*** Opening EXTRACT PROVIDED ***

The Boat Race is a side-by-side rowing competition between the University of Oxford (sometimes referred to as the "Dark Blues") and the University of Cambridge (sometimes referred to as the "Light Blues"). The race was first held in 1829, and since 1845 has taken place on the 4.2 mi Championship Course on the River Thames in southwest London. Oxford went into the race as reigning champions, having defeated Cambridge by half a length in the previous year's race and led overall with fourteen wins to Cambridge's ten.

In February 1868, former Cambridge Blue Hon J. H. Gordon was found fatally wounded in his room from an accidentally self-inflicted gun discharge. This resulted in Cambridge University Boat Club president John Still requesting that the usual challenge, which had been sent to Oxford in the Lent term, be rescinded. According to MacMichael, the response was "very unsympathetic" in tone and therefore the challenge stood and was accepted: the universities would race.

*** Closing EXTRACT PROVIDED ***

* WHAT YOU NEED TO DO
Name every person mentioned in the Boat Race text above.

*** Opening DATASET ENTRIES ***

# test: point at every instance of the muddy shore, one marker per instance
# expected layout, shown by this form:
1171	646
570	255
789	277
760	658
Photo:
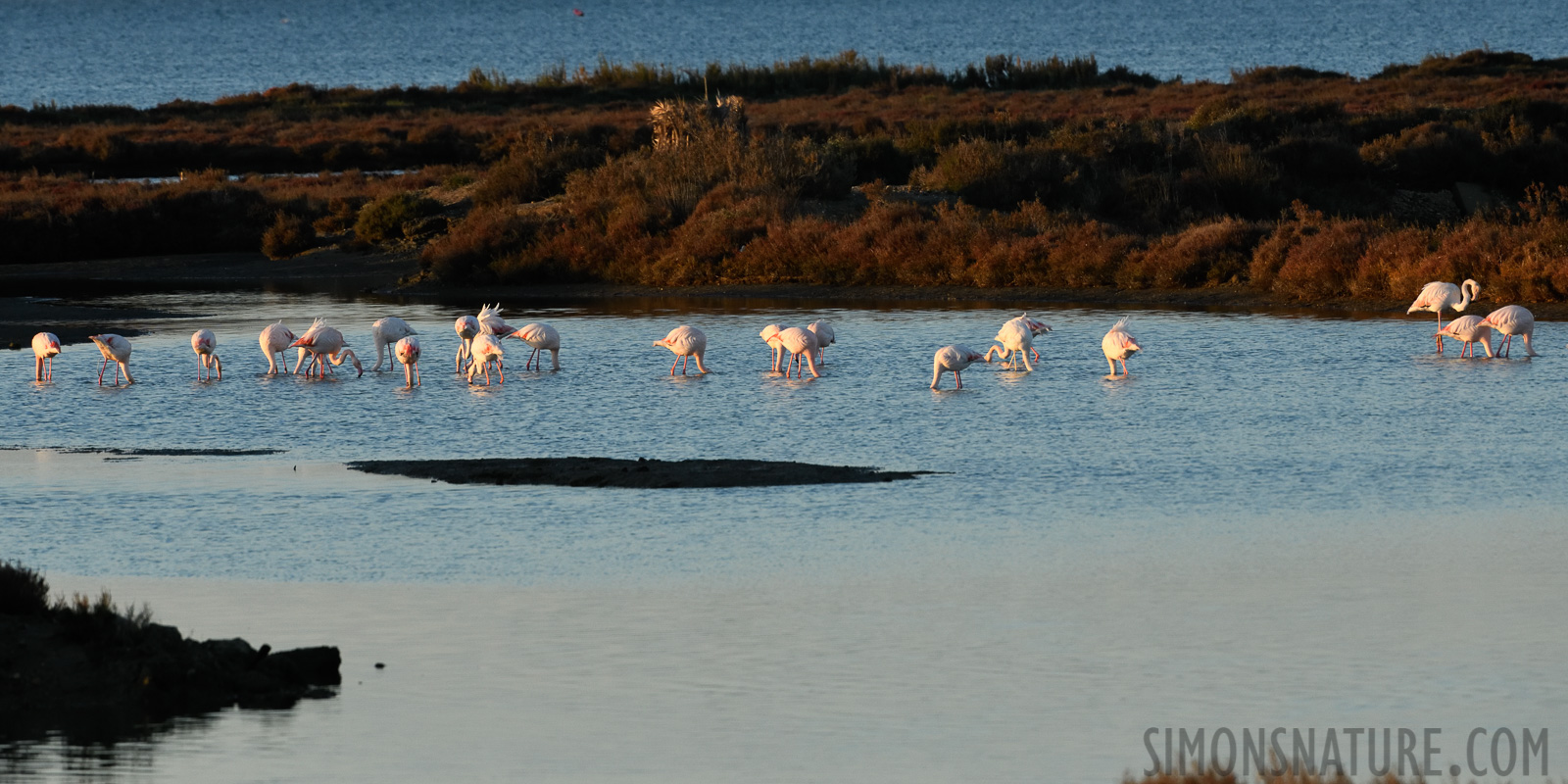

*** Closing DATASET ENTRIES ***

* EXPECTED OUTPUT
Hon J. H. Gordon, John Still, MacMichael